• STATED GOAL
In the lines below, swap every "Place a dot on" for "Put a mark on" and leave everything else unchanged.

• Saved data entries
+ + + + +

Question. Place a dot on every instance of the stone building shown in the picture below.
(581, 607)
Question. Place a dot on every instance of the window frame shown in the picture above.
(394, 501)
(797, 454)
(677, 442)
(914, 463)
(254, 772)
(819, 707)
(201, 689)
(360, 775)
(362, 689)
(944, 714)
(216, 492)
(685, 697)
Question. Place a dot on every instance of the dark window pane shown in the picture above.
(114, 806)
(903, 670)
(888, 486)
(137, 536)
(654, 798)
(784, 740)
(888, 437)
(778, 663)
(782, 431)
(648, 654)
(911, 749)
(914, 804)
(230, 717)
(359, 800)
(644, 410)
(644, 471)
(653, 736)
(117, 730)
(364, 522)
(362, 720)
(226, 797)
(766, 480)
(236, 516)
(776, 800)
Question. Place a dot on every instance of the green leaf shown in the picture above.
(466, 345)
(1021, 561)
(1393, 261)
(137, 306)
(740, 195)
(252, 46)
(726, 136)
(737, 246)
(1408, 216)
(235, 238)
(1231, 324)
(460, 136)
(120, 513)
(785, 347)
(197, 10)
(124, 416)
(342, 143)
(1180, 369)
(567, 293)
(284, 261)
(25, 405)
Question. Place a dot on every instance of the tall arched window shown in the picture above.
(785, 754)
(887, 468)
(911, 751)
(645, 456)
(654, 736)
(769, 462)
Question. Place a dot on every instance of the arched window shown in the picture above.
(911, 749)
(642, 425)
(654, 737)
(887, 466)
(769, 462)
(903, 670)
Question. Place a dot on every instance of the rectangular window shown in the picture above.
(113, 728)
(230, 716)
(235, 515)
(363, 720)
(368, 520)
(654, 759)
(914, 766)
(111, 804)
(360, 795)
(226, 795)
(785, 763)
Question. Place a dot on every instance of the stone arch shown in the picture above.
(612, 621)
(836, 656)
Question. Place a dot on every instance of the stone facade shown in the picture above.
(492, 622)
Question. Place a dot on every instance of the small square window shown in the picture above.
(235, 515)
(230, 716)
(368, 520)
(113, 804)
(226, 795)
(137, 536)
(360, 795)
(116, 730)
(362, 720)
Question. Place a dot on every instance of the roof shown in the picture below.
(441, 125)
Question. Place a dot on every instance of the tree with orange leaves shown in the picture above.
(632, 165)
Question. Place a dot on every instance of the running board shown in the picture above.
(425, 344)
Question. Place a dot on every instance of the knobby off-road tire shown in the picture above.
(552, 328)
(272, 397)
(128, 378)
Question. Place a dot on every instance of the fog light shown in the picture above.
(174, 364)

+ + + + +

• ANSWER
Question. Put a mark on every instance of the stone building shown in the picture below.
(581, 607)
Question. Put a mark on every instance of the window frame shown in the picture above.
(394, 501)
(797, 454)
(677, 442)
(914, 463)
(254, 772)
(819, 707)
(201, 689)
(360, 775)
(362, 689)
(944, 714)
(216, 492)
(685, 697)
Question. Put a mark on every instance of the dark window pane shown in the picture above.
(114, 806)
(903, 670)
(888, 486)
(137, 536)
(654, 798)
(784, 740)
(888, 437)
(778, 663)
(782, 431)
(648, 654)
(911, 749)
(914, 804)
(230, 717)
(359, 800)
(644, 410)
(644, 471)
(653, 736)
(117, 730)
(364, 522)
(362, 720)
(226, 797)
(766, 480)
(236, 516)
(776, 800)
Question. Put a mark on every instance of the green leaf shown in the picture above.
(466, 345)
(1021, 561)
(1393, 261)
(137, 306)
(740, 195)
(252, 46)
(726, 136)
(737, 246)
(1408, 216)
(235, 238)
(1231, 324)
(460, 136)
(120, 513)
(785, 347)
(197, 10)
(124, 416)
(342, 143)
(1180, 369)
(567, 293)
(284, 261)
(25, 405)
Question. Put a mark on every instance of the tall arched window shown in the picture above.
(785, 754)
(887, 468)
(911, 751)
(645, 456)
(654, 736)
(769, 462)
Question. Put a mark on every instance of the arched window shown in the picture above.
(911, 749)
(642, 425)
(654, 737)
(887, 466)
(769, 462)
(903, 670)
Question. Put a mark on every instance of the rectangular window shown in the picture above.
(113, 728)
(230, 716)
(235, 515)
(363, 720)
(368, 520)
(654, 759)
(914, 766)
(111, 804)
(360, 795)
(226, 795)
(785, 763)
Question. Put a mark on every instance of the stone arch shown in the picture above.
(612, 621)
(836, 656)
Question. Put a mark on every instance of the stone facade shown in the picture above.
(492, 622)
Question. Put a mark on every instance of the small square window shown in the picture above.
(235, 515)
(230, 716)
(368, 520)
(113, 804)
(226, 795)
(137, 536)
(360, 795)
(116, 730)
(362, 720)
Question. Put a mark on every instance of the roof shown in the picture below.
(441, 125)
Question. Put a mark on every instance of the tree with orange leaves shown in the picture above.
(632, 165)
Question. Put a mark on every instance of the running board shown in the picture above.
(425, 344)
Question. Put a mark on every instance of the knobby off-road tire shown in the picture above.
(552, 328)
(272, 397)
(128, 378)
Question. Put a mark on every instance of the fog light shown in the picture above.
(174, 364)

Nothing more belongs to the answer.